━━ Provided entries ━━

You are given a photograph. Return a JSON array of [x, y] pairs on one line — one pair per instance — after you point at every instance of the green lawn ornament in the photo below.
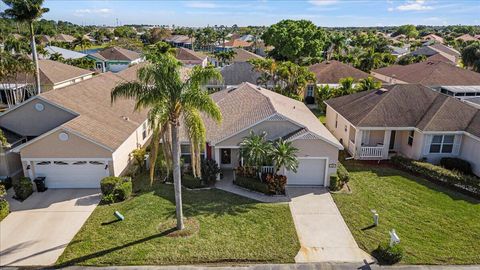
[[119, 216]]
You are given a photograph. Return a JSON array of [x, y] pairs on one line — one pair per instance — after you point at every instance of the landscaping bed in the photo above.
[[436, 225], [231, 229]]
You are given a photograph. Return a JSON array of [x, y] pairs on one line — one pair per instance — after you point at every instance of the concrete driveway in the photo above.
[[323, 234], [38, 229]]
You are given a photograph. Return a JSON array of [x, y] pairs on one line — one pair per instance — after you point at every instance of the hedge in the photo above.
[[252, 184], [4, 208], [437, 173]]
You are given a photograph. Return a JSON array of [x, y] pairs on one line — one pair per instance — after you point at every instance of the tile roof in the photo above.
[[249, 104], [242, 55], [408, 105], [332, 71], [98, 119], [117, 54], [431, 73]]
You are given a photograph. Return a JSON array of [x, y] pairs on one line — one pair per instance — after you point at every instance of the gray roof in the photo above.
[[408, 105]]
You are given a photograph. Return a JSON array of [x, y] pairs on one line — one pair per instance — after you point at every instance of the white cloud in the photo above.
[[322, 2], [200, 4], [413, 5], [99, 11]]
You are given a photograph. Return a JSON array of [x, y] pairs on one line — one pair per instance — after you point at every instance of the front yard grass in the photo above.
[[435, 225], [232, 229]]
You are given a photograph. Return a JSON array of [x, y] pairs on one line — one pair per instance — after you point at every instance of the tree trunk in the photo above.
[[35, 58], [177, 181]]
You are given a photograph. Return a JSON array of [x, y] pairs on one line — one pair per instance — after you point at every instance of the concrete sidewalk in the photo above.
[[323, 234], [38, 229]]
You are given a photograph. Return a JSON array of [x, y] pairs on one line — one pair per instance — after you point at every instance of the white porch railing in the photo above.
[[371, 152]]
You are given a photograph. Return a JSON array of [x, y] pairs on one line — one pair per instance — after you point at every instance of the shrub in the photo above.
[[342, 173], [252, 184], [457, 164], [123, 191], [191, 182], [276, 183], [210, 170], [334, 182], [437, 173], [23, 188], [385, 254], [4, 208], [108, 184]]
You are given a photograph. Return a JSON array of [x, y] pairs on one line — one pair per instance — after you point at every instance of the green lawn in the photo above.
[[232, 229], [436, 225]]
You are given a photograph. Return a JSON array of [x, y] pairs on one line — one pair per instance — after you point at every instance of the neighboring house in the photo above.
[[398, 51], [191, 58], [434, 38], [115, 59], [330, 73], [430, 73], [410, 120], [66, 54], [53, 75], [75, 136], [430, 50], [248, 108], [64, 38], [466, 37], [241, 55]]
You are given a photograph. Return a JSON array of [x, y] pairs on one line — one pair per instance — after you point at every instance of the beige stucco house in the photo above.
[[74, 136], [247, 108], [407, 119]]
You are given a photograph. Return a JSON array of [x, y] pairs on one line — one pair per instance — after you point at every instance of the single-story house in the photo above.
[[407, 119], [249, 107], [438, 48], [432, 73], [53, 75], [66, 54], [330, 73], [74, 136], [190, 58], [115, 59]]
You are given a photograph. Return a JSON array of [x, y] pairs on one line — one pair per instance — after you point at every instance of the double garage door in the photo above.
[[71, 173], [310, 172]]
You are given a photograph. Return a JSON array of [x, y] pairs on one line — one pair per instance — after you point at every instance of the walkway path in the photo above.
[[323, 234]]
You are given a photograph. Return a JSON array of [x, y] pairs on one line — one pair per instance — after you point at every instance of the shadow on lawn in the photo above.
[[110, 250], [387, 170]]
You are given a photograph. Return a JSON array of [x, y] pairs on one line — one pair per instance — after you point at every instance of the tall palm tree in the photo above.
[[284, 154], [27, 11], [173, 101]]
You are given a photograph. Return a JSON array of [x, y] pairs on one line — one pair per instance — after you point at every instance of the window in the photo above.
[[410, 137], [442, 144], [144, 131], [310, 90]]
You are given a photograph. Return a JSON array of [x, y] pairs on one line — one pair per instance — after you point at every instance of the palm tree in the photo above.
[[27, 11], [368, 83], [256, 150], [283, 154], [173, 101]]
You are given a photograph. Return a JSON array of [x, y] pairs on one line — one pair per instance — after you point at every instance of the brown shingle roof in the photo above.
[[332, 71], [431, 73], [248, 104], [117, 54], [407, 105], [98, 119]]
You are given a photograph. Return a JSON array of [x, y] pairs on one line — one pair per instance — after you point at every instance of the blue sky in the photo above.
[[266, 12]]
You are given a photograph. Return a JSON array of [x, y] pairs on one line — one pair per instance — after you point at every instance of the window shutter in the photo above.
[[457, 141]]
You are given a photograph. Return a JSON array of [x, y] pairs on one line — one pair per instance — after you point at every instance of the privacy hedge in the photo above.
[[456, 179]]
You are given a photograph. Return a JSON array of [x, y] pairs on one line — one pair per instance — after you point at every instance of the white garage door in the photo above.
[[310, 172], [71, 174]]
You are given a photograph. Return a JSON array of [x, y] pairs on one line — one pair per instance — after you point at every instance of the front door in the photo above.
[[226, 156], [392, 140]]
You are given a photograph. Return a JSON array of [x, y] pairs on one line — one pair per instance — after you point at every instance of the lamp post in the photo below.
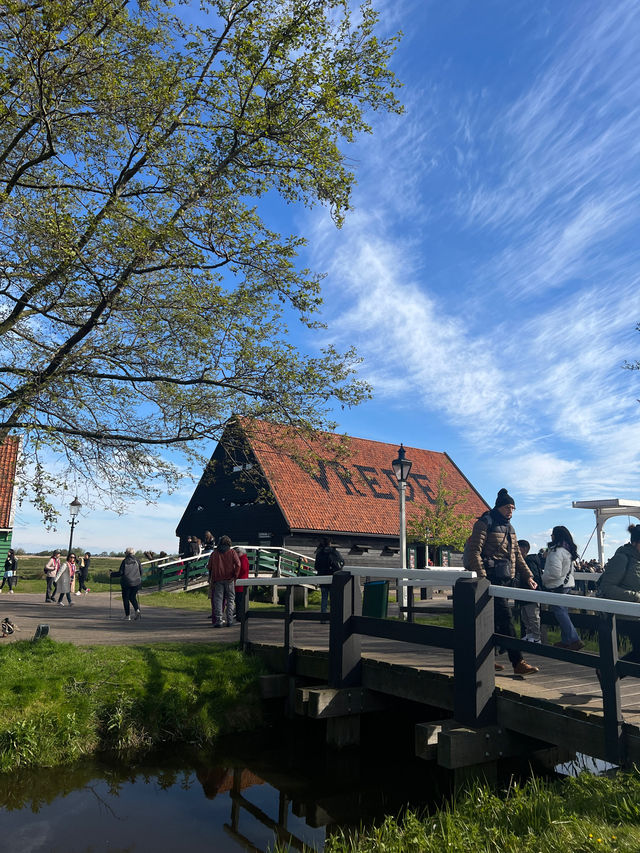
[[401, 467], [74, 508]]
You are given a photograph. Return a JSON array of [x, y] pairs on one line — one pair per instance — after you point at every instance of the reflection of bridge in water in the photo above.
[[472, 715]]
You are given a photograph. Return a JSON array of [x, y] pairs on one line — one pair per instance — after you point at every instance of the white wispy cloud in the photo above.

━━━

### The task
For each record, return its text exactly and leave any picture out.

### Answer to this exercise
You are given a photograph. Return a JSON array of [x, y] pairs on one line — one pair per instance — after you point at every instance of the green lawn ornament in the photo below.
[[119, 216]]
You are given a photograph. Return a JSON array of [x, y] pairs on one line — one pair per instance — after you point at every instance of the landscaping bed in the photo above.
[[436, 225], [231, 229]]
You are given a photograph. Return a JSON array of [x, y] pairs on one line — one pair per instance — after you point at every instance of the concrete driveway in the photo above.
[[323, 234], [38, 229]]
You are given a photograph. Return a JSON array of [x, y] pairs on one line — one pair per instance — after you point at every instance of the hedge in the photo above.
[[252, 184], [4, 208], [437, 173]]
You are given a photograph. Return a JSON array of [x, y] pairs on one line — one pair per instance — after you point at every instance of the tile roof in the photo above.
[[249, 104], [242, 55], [408, 105], [332, 71], [98, 119], [117, 54], [431, 73]]
You are given a photograph. Return a JSON array of [x, y] pairs on one line — one pair per instance — after you point at every instance of the gray roof in the photo above.
[[408, 105]]
You are given a photograph. Return a JSON array of [x, y] pairs on one line — one pair per instance — after you point at every instance of the white cloud in the photo above.
[[322, 2], [200, 4], [413, 5], [99, 11]]
You are given a photograph. Return a JSON array of [x, y] pairs on one line — one pair per instance — after you point at every instance of the front yard grass in the photo above.
[[435, 225], [232, 229]]
You are given a photograph. Return a JSON array of [x, y] pairs on one line — one pair per instance — after you point at every instance of the tree trunk in the photo above.
[[35, 58], [177, 181]]
You are given a photograph. Return a JSON array of [x, y] pairs on one line — one pair per instance — after you point at every instance of the concrete sidewalk in the photo above.
[[323, 234], [38, 229]]
You are given a photograph. Return a JSON array of [x, y] pairs on one line — one pair per instance — after you point at every instance of the white porch railing in the photo above.
[[371, 152]]
You are given a photograph. Return a JSON array of [x, y] pairs on one line — one pair per instance — after you point at every instance of the shrub in the photo above.
[[342, 173], [252, 184], [457, 164], [123, 191], [191, 182], [276, 183], [210, 170], [334, 182], [437, 173], [23, 188], [385, 254], [4, 208], [108, 184]]
You are given a photograph. Return a JSON array of [x, y] pairs on one line — one pair per instance — after you point at every instance of the green lawn in the photo above.
[[232, 229], [436, 225]]
You are given a photograph. Return a JSON array of [x, y] pairs on one line — one pair per instance — after you point at every instance of the neighboring house in the photo above.
[[398, 51], [191, 58], [434, 38], [115, 59], [330, 73], [430, 73], [410, 120], [66, 54], [53, 75], [75, 136], [430, 50], [248, 108], [64, 38], [466, 37], [241, 55]]
You are given a photograph. Return a JSON array of [x, y] pairs on one line — one pair per instance — after you point at every instance of the beige stucco house in the photo above.
[[74, 136], [247, 108], [407, 119]]
You are given a photograph. Return a JSON array of [x, y] pairs on one line — one pair per instance — after you point at every instance of the single-story house in the photo above.
[[407, 119], [249, 107], [438, 48], [432, 73], [53, 75], [66, 54], [330, 73], [74, 136], [190, 58], [115, 59]]
You are given a photograph. Return a JSON array of [x, y] pairs on one line — one pair per instance — after you point at every instance of the double garage door in the photo above.
[[71, 173], [310, 172]]
You are given a photograph. Return a JSON array of [x, y] pairs on one line — one pair per instance — after you point at every instance of the walkway path in the photo above.
[[323, 234]]
You are given a photograph. Return a JSON array of [x, y] pairs on one line — one pair per instance — after you point at every instance of the shadow on lawn in the photo above.
[[110, 250], [387, 170]]
You are given a photograph. Return a JSON array of [x, y] pairs on one line — one pair per instance — after you point at every instance of the tall palm tree in the photo above.
[[284, 154], [27, 11], [173, 101]]
You are given a photograph. Return a JSON array of [x, y] pairs on one line — one pair per instance — after you point at every instance of the window in the photo above.
[[410, 137], [442, 144], [144, 131], [310, 90]]
You are given a photograph. Return a JSON array of [x, y] pairs on one line — one pair per instance — after you point at every instance of the palm tree in the photo above.
[[27, 11], [368, 83], [256, 150], [283, 154], [173, 101]]
You are given a photograph. Return a JSON array of [x, y] pairs on one line — one pair per instance — after you point at every instance of the brown shingle roof in the photo above.
[[332, 71], [431, 73], [248, 104], [117, 54], [407, 105], [98, 119]]
You are given a photograph. Return a JSON array of [x, y] pairs on one line — one pair per instance — after you point at every instance of the blue sky in the photo above.
[[266, 12]]
You are given a photograph. Return a JSON array of [x, y] pairs on one line — one pair per instance — after you point at every instance of the window shutter in the photo above.
[[457, 141]]
You are given a photograph. Return a JSON array of [x, y] pairs on one line — one pair per instance — after you point at every instance of the privacy hedge in the photo above.
[[456, 179]]
You are given a photograph. Return a JSON array of [x, y] pairs on one line — one pair per instance — after you point at every instance of the white garage door in the photo above.
[[310, 172], [71, 174]]
You are given a photograph. Return a JSON array of [x, y] pairs on one line — one pair per instance — after you point at every instance of the front door in the photo above.
[[226, 156], [392, 140]]
You are given a photograph. Return a JSON array of [x, y] pairs on one line — one pair per instance — after you point at every instance of the lamp post in the photo below.
[[401, 467], [74, 508]]
You are given a photograph. Return a JSON array of [x, y] pairs on one line — one pair per instance — after you point at every instance of the reflection of bridge in water in the photo above.
[[472, 715]]
You are given a photograph. Return a JSON array of [x, y] pairs on one line — one pair per instance — after you point at every instance of the white wispy cloud in the photo above.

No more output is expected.